Start of Available data

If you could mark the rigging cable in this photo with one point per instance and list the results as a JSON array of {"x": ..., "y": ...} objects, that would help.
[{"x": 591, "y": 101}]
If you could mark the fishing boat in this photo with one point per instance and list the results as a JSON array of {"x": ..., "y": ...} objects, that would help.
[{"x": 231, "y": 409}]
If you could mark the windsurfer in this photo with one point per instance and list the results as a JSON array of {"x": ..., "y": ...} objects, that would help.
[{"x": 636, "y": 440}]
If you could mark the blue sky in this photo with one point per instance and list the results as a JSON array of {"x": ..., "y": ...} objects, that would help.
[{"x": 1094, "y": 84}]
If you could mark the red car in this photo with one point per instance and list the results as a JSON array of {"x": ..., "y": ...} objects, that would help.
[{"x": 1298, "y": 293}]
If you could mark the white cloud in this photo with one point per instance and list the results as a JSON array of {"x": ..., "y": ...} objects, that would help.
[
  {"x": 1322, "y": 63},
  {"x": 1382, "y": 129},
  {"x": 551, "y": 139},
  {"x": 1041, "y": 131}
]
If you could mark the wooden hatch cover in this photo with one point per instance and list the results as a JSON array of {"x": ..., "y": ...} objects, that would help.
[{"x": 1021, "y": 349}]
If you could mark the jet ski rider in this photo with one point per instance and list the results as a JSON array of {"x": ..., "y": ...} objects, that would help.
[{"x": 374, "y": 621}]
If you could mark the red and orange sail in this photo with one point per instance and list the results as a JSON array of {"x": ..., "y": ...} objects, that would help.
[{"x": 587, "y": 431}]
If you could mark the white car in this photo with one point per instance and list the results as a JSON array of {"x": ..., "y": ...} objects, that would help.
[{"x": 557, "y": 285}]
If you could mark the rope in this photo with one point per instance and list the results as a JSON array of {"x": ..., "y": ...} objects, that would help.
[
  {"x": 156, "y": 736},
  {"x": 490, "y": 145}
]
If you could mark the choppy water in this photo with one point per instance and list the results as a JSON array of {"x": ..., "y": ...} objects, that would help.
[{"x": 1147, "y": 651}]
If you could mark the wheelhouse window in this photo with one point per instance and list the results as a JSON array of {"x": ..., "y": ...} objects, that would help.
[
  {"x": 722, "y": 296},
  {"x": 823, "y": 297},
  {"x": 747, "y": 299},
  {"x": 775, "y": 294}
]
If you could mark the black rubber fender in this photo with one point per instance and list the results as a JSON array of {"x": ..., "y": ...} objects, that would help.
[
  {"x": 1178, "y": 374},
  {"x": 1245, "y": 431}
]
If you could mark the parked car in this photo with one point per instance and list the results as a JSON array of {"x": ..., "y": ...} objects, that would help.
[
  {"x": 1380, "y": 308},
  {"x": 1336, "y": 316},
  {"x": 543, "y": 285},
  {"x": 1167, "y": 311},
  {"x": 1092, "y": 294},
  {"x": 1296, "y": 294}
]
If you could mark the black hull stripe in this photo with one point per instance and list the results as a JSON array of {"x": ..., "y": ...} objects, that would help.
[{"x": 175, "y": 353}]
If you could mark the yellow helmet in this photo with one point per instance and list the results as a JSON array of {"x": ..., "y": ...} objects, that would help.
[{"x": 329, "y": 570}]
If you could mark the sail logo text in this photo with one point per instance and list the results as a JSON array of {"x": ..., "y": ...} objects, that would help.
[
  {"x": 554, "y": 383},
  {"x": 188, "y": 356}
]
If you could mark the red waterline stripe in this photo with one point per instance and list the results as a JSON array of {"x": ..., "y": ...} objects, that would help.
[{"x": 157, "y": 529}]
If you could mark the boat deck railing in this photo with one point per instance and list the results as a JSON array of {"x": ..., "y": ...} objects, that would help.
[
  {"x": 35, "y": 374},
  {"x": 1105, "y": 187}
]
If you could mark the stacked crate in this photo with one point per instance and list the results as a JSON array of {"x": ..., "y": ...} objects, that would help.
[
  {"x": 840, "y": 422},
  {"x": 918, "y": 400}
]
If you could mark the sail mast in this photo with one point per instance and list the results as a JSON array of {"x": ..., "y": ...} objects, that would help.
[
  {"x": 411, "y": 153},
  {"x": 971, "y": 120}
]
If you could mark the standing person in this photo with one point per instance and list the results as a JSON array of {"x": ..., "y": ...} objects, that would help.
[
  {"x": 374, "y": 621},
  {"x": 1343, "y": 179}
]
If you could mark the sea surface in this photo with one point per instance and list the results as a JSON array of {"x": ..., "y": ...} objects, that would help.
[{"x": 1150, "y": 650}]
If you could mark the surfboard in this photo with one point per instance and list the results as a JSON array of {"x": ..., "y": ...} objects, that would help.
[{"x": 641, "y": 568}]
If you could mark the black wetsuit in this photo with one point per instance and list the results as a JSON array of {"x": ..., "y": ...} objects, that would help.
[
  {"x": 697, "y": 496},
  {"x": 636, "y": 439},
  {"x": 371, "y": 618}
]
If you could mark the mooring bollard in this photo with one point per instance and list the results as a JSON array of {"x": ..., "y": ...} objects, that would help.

End of Available data

Task to carry out:
Write out again exactly the lines that run from the one holding "If you could mark the surfboard" through the last line of the data; omit all other lines.

Solution for this problem:
If you could mark the surfboard in this photo with one point per instance and list the results as a JSON array of {"x": ..., "y": ...} objects, that would help.
[{"x": 641, "y": 568}]
If you could mark the black wetsuit in this photo with one point per instance and list the results as a JSON array of {"x": ..., "y": ...} objects, that would help.
[
  {"x": 697, "y": 496},
  {"x": 636, "y": 439},
  {"x": 371, "y": 618}
]
If you could mark the mooring bollard in this photo with one point per instance and list the results as a JSON array of {"x": ..., "y": ...} objects, that would help.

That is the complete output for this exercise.